**SELECTED TEXT**
Recipient Organization
UNIVERSITY OF TENNESSEE
2621 MORGAN CIR
KNOXVILLE,TN 37996-4540
Performing Department
(N/A)
Non Technical Summary
Pharmacological approaches to combat the global epidemic of obesity have met with limited success despite intensive investments in their development. Polyphenols are a diverse class of phytochemicals, naturally occur in plant foods that interact with numerous pathways regulating cellular metabolism. This project integrates research and education to address obesity prevention by developing new mechanistic knowledge about how dietary polyphenols influence growth and metabolism of adipose tissue in ways that may help to prevent obesity. We will test the hypothesis that increasing polyphenol-rich foods (PPF) intake increases cellular energy expenditure in ways that are meaningful for the prevention of obesity. The research component will initially focus on characterizing the synergistic effects of PPF on adipogenesis and metabolism in an experimental human obesity model, emphasizing the underlying molecular mechanisms. Concurrently, we will use the research framework conducted herein to develop an innovative educational curriculum aimed at equipping students with the necessary training and skills to (1) identify polyphenol-rich plant foods, (2) compare the risk-benefit profiles of whole foods versus isolated polyphenols, and (3) critically evaluate the scientific evidence supporting the role of polyphenols and PPFs in obesity and related comorbidities. We anticipate that the research findings from this proposal will redefine obesity treatment strategies and provide novel insights into developing more efficient, affordable, natural, and sustainable approaches with long-term clinical significance. The educational component, will provide students with fundamental knowledge of evidence-based guidelines, the role of research in informing these guidelines, the guideline development process, and how to locate relevant guidelines.
Animal Health Component
0%
Research Effort Categories
Basic
100%
Applied
0%
Developmental
0%
Goals / Objectives
Pharmacological approaches to combat the global epidemic of obesity have met with limited success despite intensive investments in their development. Polyphenols are a diverse class of phytochemicals, naturally occur in plant foods that interact with numerous pathways regulating cellular metabolism. This project integrates research and education to address obesity prevention by developing new mechanistic knowledge about how dietary polyphenols influence growth and metabolism of adipose tissue in ways that may help to prevent obesity. We will test the hypothesis that increasing polyphenol-rich foods (PPF) intake increases cellular energy expenditure in ways that are meaningful for the prevention of obesity. The research component will initially focus on characterizing the synergistic effects of PPF on adipogenesis and metabolism in an experimental human obesity model, emphasizing the underlying molecular mechanisms. Concurrently, we will use the research framework conducted herein to develop an innovative educational curriculum aimed at equipping students with the necessary training and skills to (1) identify polyphenol-rich plant foods, (2) compare the risk-benefit profiles of whole foods versus isolated polyphenols, and (3) critically evaluate the scientific evidence supporting the role of polyphenols and PPFs in obesity and related comorbidities. We anticipate that the research findings from this proposal will redefine obesity treatment strategies and provide novel insights into developing more efficient, affordable, natural, and sustainable approaches with long-term clinical significance. The educational component, will provide students with fundamental knowledge of evidence-based guidelines, the role of research in informing these guidelines, the guideline development process, and how to locate relevant guidelines.

[Referring expression data based on photos]
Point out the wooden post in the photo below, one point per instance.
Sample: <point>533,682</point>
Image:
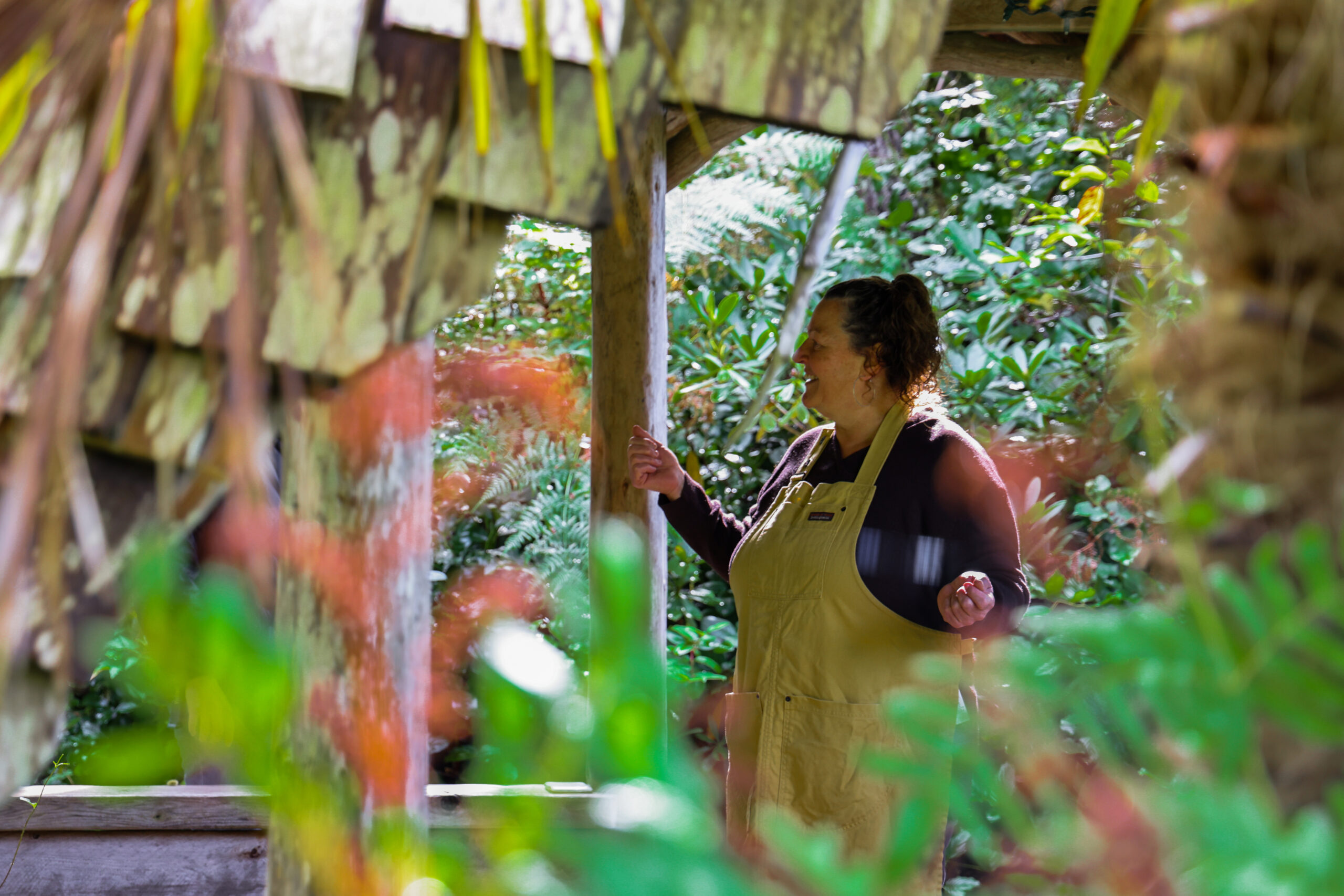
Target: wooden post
<point>354,599</point>
<point>631,354</point>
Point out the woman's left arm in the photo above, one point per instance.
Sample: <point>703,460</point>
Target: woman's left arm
<point>988,594</point>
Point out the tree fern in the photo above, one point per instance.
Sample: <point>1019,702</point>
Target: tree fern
<point>709,210</point>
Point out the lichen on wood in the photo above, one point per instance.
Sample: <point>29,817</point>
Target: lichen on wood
<point>839,68</point>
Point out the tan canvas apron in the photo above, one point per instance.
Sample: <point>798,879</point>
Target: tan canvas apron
<point>817,652</point>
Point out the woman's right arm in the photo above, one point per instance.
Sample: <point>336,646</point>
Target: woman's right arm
<point>711,531</point>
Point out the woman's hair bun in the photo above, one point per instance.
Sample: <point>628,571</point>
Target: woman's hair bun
<point>894,323</point>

**PROBLEM TO SOLVE**
Resume the project summary on dietary polyphenols and obesity prevention, picking up after its last sentence.

**OUTPUT FOR THIS EXERCISE**
Project Methods
Methods :1. Scientific Research Methods:Cell and Animal Models: Human fat cells and animal models of obesity will be used to investigate how combinations of low-dose polyphenol-rich plant extracts affect fat cell development, metabolism, and energy usage.Molecular Mechanisms: The research focuses on how polyphenols activate key metabolic pathways--particularly AMPK (AMP-Activated Protein Kinase)--to promote fat-burning and browning of white fat tissue. The role of purine metabolism and the metabolite ZMP in AMPK activation will also be studied using various biochemical and molecular biology assay kits. Here, key biomarkers related to fat metabolism, energy expenditure, and inflammation will be measured to evaluate the effects of polyphenols at the cellular level.Compound Screening: A broad range of polyphenol-rich compounds will be screened to identify those with the greatest effects on energy metabolism and fat reduction.2. Educational and Training Methods:2.1. Curriculum Development:A new interdisciplinary curriculum will be created for students in nutrition and food science. This will focus on:2.1.1. Identifying and evaluating polyphenol-rich foods2.1.2. Understanding their role in chronic disease prevention2.1.3. Translating scientific evidence into dietary guidelines and food products?2.2. Workforce Training: Students will be trained to bridge research and real-world application, preparing them for careers in nutrition science, public health, and functional food development.